### REQUIREMENT
Convert every line of the records below into a JSON list of strings, one string per line, omitting any blank lines.

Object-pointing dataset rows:
▽

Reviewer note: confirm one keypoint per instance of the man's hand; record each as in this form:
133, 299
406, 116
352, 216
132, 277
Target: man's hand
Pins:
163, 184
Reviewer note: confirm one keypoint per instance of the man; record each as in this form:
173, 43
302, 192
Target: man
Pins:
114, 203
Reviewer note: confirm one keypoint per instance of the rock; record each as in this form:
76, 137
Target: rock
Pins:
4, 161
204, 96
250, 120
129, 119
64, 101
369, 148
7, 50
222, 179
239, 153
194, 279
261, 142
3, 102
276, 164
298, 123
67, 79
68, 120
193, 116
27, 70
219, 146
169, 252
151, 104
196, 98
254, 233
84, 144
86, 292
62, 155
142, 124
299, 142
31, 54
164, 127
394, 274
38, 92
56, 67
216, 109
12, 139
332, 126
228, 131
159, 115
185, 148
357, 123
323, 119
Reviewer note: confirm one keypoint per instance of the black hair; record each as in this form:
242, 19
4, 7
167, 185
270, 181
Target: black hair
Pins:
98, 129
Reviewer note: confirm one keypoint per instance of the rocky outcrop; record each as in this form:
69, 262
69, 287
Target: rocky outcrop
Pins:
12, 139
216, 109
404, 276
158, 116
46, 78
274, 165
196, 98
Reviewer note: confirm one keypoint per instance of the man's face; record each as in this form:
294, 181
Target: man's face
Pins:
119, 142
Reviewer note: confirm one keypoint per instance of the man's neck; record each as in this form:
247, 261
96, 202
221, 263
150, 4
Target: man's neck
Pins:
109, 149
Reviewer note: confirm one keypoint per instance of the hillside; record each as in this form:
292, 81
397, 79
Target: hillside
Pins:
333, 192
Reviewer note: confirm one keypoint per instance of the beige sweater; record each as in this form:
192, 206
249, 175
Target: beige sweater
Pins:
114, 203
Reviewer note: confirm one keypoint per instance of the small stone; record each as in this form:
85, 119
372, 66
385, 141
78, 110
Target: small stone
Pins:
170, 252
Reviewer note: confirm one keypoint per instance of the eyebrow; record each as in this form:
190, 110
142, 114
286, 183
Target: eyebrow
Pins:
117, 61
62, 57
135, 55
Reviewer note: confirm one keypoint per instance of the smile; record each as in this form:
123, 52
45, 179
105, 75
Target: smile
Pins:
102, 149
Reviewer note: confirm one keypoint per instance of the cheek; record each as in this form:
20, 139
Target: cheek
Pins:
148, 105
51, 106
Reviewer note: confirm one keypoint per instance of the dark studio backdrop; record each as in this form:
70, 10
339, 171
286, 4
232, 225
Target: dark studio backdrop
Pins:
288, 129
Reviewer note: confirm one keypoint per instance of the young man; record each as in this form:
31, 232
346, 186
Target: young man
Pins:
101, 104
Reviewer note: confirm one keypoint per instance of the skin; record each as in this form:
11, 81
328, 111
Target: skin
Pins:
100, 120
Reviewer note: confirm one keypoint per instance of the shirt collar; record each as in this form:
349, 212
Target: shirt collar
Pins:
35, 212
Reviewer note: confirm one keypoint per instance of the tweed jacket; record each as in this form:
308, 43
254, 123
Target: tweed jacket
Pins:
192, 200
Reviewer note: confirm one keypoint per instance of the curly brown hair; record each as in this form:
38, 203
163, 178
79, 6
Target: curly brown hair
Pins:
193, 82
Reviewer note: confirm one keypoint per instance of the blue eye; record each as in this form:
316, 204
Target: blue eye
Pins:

△

### WORKED SOLUTION
[
  "Reviewer note: confirm one keypoint per instance of the man's hand; record each as in this form:",
  "133, 299",
  "406, 116",
  "352, 216",
  "132, 277",
  "Target: man's hand",
  "Pins:",
  "163, 184",
  "Reviewer note: confirm one keypoint per instance of the man; record each as in this form:",
  "173, 43",
  "302, 192",
  "Target: man",
  "Pins:",
  "114, 203",
  "Reviewer note: confirm one keypoint per instance of the rock; record each as in this form:",
  "76, 137",
  "Target: rock",
  "Pins:",
  "4, 161",
  "204, 96",
  "250, 120",
  "129, 119",
  "64, 101",
  "369, 148",
  "7, 50",
  "222, 179",
  "239, 153",
  "194, 279",
  "261, 142",
  "3, 102",
  "276, 164",
  "298, 123",
  "67, 79",
  "68, 120",
  "193, 116",
  "27, 70",
  "219, 146",
  "169, 252",
  "151, 104",
  "196, 98",
  "254, 233",
  "84, 144",
  "86, 292",
  "62, 155",
  "142, 124",
  "299, 142",
  "31, 54",
  "164, 127",
  "394, 274",
  "38, 92",
  "56, 67",
  "216, 109",
  "12, 139",
  "332, 126",
  "228, 131",
  "159, 115",
  "185, 148",
  "357, 123",
  "323, 119",
  "Reviewer note: confirm one keypoint per instance of the black hair; record each as in this form:",
  "242, 19",
  "4, 7",
  "167, 185",
  "270, 181",
  "Target: black hair",
  "Pins:",
  "98, 129",
  "Reviewer note: confirm one keypoint per instance of the rocky outcrop; record each as in this form:",
  "69, 262",
  "69, 287",
  "Target: rocky outcrop",
  "Pins:",
  "12, 139",
  "216, 109",
  "404, 276",
  "158, 116",
  "46, 78",
  "274, 165",
  "196, 98",
  "Reviewer note: confirm one keypoint per instance of the man's face; record each as in this form:",
  "294, 181",
  "Target: man's face",
  "Pins:",
  "119, 142",
  "Reviewer note: confirm one keypoint per instance of the man's neck; record each as in this form:",
  "247, 261",
  "96, 202",
  "221, 263",
  "150, 4",
  "Target: man's neck",
  "Pins:",
  "109, 149",
  "Reviewer note: confirm one keypoint per instance of the hillside; record each as in this form:",
  "292, 81",
  "397, 79",
  "Target: hillside",
  "Pins:",
  "333, 192",
  "Reviewer note: confirm one keypoint per instance of the beige sweater; record each as in this form:",
  "192, 206",
  "249, 175",
  "Target: beige sweater",
  "Pins:",
  "114, 203",
  "Reviewer note: confirm one keypoint per instance of the small stone; record each as in this form:",
  "85, 119",
  "372, 66",
  "385, 141",
  "78, 110",
  "Target: small stone",
  "Pins:",
  "170, 252",
  "Reviewer note: confirm one keypoint per instance of the eyebrow; record each as in this form:",
  "190, 110",
  "142, 114",
  "286, 183",
  "Target: eyebrow",
  "Pins:",
  "117, 61",
  "62, 57",
  "135, 55",
  "Reviewer note: confirm one keypoint per instance of the smile; record each as in this form:",
  "123, 52",
  "45, 179",
  "105, 75",
  "Target: smile",
  "Pins:",
  "102, 149",
  "Reviewer note: confirm one keypoint per instance of the cheek; record each as in this form:",
  "20, 139",
  "Target: cheek",
  "Pins:",
  "148, 105",
  "51, 106",
  "Reviewer note: confirm one keypoint per instance of the dark studio backdrop; record each as in this form:",
  "70, 10",
  "339, 171",
  "286, 4",
  "232, 225",
  "Target: dark studio backdrop",
  "Pins:",
  "288, 129",
  "Reviewer note: confirm one keypoint per instance of the young man; record each as in this form:",
  "31, 232",
  "346, 186",
  "Target: young man",
  "Pins:",
  "101, 104",
  "Reviewer note: confirm one keypoint per instance of the skin; record each as in this form:",
  "11, 81",
  "328, 111",
  "Target: skin",
  "Pins:",
  "100, 120",
  "Reviewer note: confirm one keypoint per instance of the shirt collar; record each as in this form:",
  "349, 212",
  "Target: shirt collar",
  "Pins:",
  "35, 212",
  "Reviewer note: confirm one keypoint per instance of the tweed jacket; record each as in this form:",
  "308, 43",
  "254, 123",
  "Target: tweed jacket",
  "Pins:",
  "192, 200",
  "Reviewer note: confirm one keypoint per instance of the curly brown hair; record each as in this form:",
  "38, 203",
  "163, 178",
  "79, 6",
  "Target: curly brown hair",
  "Pins:",
  "193, 82",
  "Reviewer note: confirm one keypoint per instance of the blue eye; record each as in this form:",
  "316, 204",
  "Target: blue eye",
  "Pins:"
]